══ Excerpted text ══
Siegrun Siegl ( Thon, born 29 October 1954 in Apolda, Thuringia) is a retired East German athlete who specialised in the pentathlon and later long jump.

Biography
She finished fourth in pentathlon at the 1974 European Championships. On 19 May 1976 she broke the world record in long jump with 6.99 metres in Dresden, only 10 days after her fellow East German, Angela Voigt, had set a new record. 

 She only finished fourth in this event at the 1976 Montreal Olympics, but won the gold medal in pentathlon.

After this she concentrated on the long jump only. She won the 1979 European Indoor Championships and finished fifth at the 1980 Summer Olympics. However, 6.99 m remained her career best jump, and today this places her seventh on the German all-time performers list, behind Heike Drechsler, Helga Radtke, Sabine Paetz, Brigitte Wujak, Birgit Großhennig and Susen Tiedtke.
═══
══ Listing ══
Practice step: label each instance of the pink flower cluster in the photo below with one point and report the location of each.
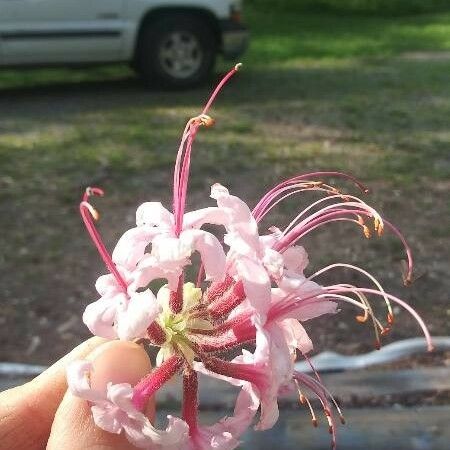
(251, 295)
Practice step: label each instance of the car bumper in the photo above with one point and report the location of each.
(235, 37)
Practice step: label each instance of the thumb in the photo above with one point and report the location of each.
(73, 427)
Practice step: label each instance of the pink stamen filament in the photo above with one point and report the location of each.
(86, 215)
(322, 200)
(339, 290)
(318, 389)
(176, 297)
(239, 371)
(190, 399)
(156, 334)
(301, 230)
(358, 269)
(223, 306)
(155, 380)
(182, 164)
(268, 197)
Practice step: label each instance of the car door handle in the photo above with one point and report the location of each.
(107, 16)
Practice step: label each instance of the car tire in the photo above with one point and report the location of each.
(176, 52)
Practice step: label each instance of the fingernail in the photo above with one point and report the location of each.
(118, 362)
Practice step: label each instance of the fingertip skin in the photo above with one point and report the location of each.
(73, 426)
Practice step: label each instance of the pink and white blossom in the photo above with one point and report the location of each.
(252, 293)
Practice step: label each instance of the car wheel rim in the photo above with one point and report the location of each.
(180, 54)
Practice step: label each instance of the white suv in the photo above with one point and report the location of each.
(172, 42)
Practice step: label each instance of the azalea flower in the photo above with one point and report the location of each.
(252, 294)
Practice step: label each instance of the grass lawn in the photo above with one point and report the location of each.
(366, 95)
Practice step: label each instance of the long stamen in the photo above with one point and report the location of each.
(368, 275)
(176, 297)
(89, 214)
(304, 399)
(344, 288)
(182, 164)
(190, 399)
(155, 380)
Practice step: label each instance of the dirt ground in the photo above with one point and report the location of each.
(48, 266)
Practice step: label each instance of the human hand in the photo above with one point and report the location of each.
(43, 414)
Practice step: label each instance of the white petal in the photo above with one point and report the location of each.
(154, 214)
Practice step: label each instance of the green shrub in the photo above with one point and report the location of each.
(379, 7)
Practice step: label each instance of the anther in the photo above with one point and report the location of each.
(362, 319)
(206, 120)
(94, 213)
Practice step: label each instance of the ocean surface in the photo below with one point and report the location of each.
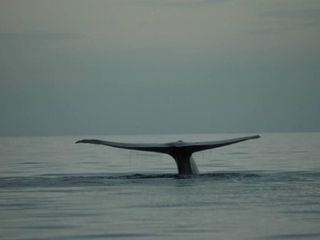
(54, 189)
═══
══ Listing ══
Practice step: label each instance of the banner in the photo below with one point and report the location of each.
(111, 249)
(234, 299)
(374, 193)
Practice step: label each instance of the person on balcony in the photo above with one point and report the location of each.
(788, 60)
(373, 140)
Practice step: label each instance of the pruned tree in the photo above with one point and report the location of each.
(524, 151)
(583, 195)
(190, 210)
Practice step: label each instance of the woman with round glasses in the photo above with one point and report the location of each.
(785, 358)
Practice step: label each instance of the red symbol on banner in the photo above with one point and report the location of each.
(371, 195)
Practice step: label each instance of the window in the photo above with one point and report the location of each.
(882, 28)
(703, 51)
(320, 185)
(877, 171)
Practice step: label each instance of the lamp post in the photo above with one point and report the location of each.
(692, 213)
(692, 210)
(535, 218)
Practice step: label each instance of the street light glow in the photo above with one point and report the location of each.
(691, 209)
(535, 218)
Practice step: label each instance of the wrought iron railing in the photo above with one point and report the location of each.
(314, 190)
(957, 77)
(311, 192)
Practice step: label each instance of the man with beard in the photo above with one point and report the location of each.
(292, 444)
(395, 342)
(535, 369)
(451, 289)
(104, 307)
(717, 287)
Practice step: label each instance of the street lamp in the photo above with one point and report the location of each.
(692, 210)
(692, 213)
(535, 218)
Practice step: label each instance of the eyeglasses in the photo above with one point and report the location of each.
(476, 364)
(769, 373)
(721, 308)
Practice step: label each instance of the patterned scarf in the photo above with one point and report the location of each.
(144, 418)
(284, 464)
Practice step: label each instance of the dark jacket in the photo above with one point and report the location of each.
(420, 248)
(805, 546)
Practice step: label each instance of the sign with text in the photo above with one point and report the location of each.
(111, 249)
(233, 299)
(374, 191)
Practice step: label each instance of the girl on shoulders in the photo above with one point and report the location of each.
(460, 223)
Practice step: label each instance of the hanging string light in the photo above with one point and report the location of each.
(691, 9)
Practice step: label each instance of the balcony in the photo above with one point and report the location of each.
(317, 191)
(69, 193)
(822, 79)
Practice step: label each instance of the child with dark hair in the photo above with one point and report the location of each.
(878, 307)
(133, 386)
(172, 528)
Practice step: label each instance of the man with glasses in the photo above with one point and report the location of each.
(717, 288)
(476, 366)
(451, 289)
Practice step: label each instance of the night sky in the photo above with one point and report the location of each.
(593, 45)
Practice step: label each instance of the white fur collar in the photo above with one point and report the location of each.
═══
══ Listing ══
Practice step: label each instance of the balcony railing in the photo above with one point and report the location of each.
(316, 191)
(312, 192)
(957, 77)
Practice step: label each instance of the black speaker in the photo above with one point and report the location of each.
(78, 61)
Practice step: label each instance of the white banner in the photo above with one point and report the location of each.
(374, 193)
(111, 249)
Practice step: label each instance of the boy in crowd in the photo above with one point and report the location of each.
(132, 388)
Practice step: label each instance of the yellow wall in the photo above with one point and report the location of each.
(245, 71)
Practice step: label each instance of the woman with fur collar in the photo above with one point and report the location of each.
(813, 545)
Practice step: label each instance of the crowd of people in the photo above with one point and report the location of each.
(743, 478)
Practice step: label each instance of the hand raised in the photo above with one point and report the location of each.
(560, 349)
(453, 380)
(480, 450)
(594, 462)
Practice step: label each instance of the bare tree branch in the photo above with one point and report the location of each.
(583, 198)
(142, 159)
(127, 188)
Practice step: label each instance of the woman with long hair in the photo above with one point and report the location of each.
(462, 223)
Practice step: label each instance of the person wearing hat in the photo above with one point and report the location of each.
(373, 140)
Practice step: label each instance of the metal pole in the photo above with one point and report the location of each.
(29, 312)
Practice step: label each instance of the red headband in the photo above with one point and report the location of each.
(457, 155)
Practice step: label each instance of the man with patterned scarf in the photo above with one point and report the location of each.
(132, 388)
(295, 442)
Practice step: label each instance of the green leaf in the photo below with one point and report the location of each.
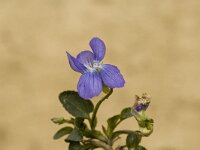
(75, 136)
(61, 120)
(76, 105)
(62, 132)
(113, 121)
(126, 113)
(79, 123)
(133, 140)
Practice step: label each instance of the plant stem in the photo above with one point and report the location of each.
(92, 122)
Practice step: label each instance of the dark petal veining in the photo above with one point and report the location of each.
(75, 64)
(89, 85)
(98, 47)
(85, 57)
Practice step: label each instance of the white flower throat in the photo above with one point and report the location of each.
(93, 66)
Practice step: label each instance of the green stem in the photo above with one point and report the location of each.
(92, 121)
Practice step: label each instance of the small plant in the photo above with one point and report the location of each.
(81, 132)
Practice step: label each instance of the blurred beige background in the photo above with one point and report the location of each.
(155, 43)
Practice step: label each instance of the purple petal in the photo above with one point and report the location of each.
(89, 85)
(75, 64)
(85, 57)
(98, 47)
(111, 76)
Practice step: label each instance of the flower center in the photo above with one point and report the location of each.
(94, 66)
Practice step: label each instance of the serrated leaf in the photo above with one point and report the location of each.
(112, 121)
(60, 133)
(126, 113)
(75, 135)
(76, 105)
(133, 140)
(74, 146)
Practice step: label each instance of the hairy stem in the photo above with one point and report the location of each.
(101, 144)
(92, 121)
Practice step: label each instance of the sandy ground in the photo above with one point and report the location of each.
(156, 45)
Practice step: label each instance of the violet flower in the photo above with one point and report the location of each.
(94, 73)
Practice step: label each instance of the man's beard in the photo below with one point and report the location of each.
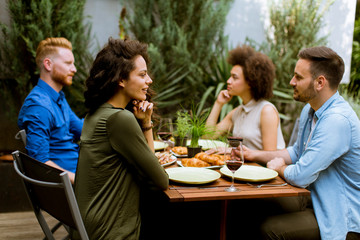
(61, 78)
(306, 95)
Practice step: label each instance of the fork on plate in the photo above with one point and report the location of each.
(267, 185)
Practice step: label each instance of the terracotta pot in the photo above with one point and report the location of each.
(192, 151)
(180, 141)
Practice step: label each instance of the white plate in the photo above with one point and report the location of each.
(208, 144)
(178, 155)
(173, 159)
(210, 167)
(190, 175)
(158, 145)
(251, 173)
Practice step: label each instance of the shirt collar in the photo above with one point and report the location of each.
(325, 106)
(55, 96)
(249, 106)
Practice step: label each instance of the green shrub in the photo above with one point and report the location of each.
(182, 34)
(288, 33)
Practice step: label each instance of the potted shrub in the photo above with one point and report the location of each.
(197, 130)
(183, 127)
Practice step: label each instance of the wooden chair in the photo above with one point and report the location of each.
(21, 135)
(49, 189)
═══
§ What you need to do
Duplicate the passage of the Siegrun Siegl biography from "Siegrun Siegl ( Thon, born" up to and including "and Susen Tiedtke.", word for word. Work from the Siegrun Siegl biography alone, setting the lines aside.

§ Solution
Siegrun Siegl ( Thon, born 29 October 1954 in Apolda, Thuringia) is a retired East German athlete who specialised in the pentathlon and later long jump.

Biography
She finished fourth in pentathlon at the 1974 European Championships. On 19 May 1976 she broke the world record in long jump with 6.99 metres in Dresden, only 10 days after her fellow East German, Angela Voigt, had set a new record. 

 She only finished fourth in this event at the 1976 Montreal Olympics, but won the gold medal in pentathlon.

After this she concentrated on the long jump only. She won the 1979 European Indoor Championships and finished fifth at the 1980 Summer Olympics. However, 6.99 m remained her career best jump, and today this places her seventh on the German all-time performers list, behind Heike Drechsler, Helga Radtke, Sabine Paetz, Brigitte Wujak, Birgit Großhennig and Susen Tiedtke.